_Exercise requirements_
Return the full listing, keeping every line exactly as it is.

_The records_
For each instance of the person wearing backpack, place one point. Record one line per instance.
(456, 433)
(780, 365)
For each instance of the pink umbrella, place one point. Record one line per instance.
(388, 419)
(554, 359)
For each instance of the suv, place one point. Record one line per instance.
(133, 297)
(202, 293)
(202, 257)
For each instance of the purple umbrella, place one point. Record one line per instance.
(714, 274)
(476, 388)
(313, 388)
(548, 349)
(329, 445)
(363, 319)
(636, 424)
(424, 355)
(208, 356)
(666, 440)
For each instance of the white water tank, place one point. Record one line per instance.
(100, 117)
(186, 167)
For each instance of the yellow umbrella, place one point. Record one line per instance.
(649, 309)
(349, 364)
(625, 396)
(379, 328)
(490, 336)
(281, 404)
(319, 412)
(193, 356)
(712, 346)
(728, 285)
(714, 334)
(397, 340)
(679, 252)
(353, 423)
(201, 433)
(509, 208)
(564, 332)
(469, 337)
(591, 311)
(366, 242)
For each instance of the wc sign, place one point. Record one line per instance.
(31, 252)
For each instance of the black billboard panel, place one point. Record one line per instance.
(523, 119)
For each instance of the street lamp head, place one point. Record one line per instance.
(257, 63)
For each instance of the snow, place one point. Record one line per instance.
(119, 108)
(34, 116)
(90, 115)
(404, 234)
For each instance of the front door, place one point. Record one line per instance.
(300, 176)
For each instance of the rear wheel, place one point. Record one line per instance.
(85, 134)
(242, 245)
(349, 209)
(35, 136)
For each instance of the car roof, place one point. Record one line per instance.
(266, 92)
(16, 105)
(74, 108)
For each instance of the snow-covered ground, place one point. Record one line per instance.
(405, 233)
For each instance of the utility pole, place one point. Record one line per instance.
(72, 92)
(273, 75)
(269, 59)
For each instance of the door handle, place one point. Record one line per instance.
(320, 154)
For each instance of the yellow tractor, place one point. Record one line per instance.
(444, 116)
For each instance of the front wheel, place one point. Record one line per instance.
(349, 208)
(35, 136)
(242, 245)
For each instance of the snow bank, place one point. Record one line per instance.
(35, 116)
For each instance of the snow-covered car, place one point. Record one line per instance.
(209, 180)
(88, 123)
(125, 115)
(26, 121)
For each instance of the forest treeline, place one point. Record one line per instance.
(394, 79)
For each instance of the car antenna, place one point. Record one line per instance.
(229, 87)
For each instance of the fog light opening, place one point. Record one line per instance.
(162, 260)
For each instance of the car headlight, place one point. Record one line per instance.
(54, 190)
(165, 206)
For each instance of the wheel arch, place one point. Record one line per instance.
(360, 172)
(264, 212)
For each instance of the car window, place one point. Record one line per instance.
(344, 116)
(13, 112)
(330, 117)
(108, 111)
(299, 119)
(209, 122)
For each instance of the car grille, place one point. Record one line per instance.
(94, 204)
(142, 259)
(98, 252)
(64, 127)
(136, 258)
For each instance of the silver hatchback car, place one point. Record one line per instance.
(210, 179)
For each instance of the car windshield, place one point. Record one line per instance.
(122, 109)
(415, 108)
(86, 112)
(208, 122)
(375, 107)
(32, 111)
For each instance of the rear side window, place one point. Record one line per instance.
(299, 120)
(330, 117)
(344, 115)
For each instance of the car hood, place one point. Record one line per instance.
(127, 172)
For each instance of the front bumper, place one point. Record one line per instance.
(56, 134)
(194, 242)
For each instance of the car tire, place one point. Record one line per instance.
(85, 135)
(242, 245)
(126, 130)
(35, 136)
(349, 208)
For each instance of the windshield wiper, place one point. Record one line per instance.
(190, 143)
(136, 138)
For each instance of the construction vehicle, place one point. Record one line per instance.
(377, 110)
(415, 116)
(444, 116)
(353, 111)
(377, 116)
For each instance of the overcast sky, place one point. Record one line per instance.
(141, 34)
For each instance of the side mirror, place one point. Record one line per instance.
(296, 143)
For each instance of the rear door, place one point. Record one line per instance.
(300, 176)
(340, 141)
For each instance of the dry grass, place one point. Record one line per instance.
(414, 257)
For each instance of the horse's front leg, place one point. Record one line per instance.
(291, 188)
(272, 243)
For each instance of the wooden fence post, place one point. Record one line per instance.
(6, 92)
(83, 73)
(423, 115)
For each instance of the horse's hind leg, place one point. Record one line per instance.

_Result for this exercise_
For each instance of the person wearing backpack, place one point. Record one line per instance.
(456, 433)
(780, 365)
For each instance of the pink umbrella, place one point. Record one line per instance.
(388, 419)
(554, 359)
For each instance of the suv, place one point. Record one line per instance.
(133, 297)
(202, 293)
(202, 257)
For each instance of the purple umbrella, place one point. Record one line per instance.
(714, 274)
(476, 388)
(313, 388)
(548, 349)
(329, 445)
(363, 319)
(636, 424)
(424, 355)
(208, 356)
(666, 440)
For each instance of the white water tank, place one point. Record one line per instance.
(100, 117)
(186, 167)
For each instance of the yellow umbrella, place one point. Record one line per instance.
(649, 309)
(349, 364)
(625, 396)
(379, 328)
(490, 336)
(281, 404)
(319, 412)
(193, 356)
(712, 346)
(728, 285)
(714, 334)
(397, 340)
(679, 252)
(353, 423)
(201, 433)
(509, 208)
(564, 332)
(469, 337)
(591, 311)
(366, 242)
For each instance of the wc sign, place one point. Record one line per instance.
(31, 252)
For each instance of the black billboard panel, place one point. Record one line per instance.
(523, 119)
For each instance of the street lamp head, place one point. Record one line per instance.
(257, 63)
For each instance of the snow, place one point. Record one line per instance.
(119, 108)
(34, 116)
(90, 115)
(404, 234)
For each instance of the front door, place one point. Record one line per instance.
(300, 176)
For each instance of the rear wheel, place one point. Record one line per instance.
(85, 134)
(242, 245)
(349, 209)
(35, 136)
For each instance of the car roof, place one point. Record one line per instance.
(266, 92)
(16, 105)
(74, 108)
For each instance of the snow-covered ground, place one point. Record one line per instance.
(405, 233)
For each instance of the utility pole, place one point. Record one line per instance.
(72, 92)
(273, 75)
(269, 59)
For each instance of the door handle, place one point. Record one line per instance.
(320, 154)
For each instance of the yellow tractor, place one point. Record one line per instance.
(444, 116)
For each instance of the front wheel, place one point. Record one line per instance.
(349, 208)
(35, 136)
(242, 245)
For each instance of the snow bank, place one point. Record one line per instance.
(35, 116)
For each instance of the snow-covered car, place one point. Record one line per instance.
(209, 180)
(88, 123)
(125, 115)
(26, 121)
For each instance of the forest treeline, place one point. Record one line per instance.
(394, 79)
For each instance of the car antenna, place one point. Record one line per instance.
(229, 87)
For each instance of the fog light opening, place one point. Record one line per instance.
(162, 260)
For each instance of the car headlight, place one point. Record one line per instance.
(54, 190)
(165, 206)
For each instance of the wheel arch, place one point. Record one line per instance.
(360, 172)
(264, 212)
For each instance of the car window, place one point. Record one line per instance.
(344, 116)
(13, 112)
(330, 117)
(108, 111)
(299, 119)
(209, 122)
For each instance of the car grille, place one point. Record one line per instance.
(94, 204)
(142, 259)
(98, 252)
(64, 127)
(136, 258)
For each instance of the silver hatchback car, place one point. Record one line per instance.
(210, 179)
For each instance of the car windshield, place one point. Record one line per instance.
(122, 109)
(415, 108)
(86, 112)
(208, 122)
(375, 107)
(32, 111)
For each instance of the rear side window, place one point. Record one line per instance.
(299, 120)
(330, 117)
(344, 115)
For each instance of the car hood, place one point. Record one line per instance.
(127, 172)
For each instance of the front bumper, place one point. Record one line per instance.
(56, 134)
(194, 242)
For each instance of the car tire, place one point. Record one line per instance.
(85, 135)
(242, 245)
(126, 130)
(35, 136)
(349, 208)
For each instance of the windshield wiper, place one point. Record one line per instance.
(190, 143)
(136, 138)
For each instance of the construction vehicle, place one point. Record one line per instance.
(377, 110)
(415, 116)
(444, 116)
(353, 111)
(377, 116)
For each instance of the overcast sky, place one point. Record one line per instance.
(141, 34)
For each instance of the side mirror, place one point. Record one line per instance.
(296, 143)
For each instance of the rear door, place one point. Record one line per instance.
(300, 176)
(340, 141)
For each instance of the dry grass, place one point. Record one line per instance.
(414, 257)
For each instance of the horse's front leg, place one point. Record one line per instance.
(291, 188)
(272, 243)
For each instance of the wooden fence post, place one point. Record one line per instance.
(6, 92)
(83, 73)
(423, 115)
For each instance of the horse's hind leg, place one point. Record one line per instance.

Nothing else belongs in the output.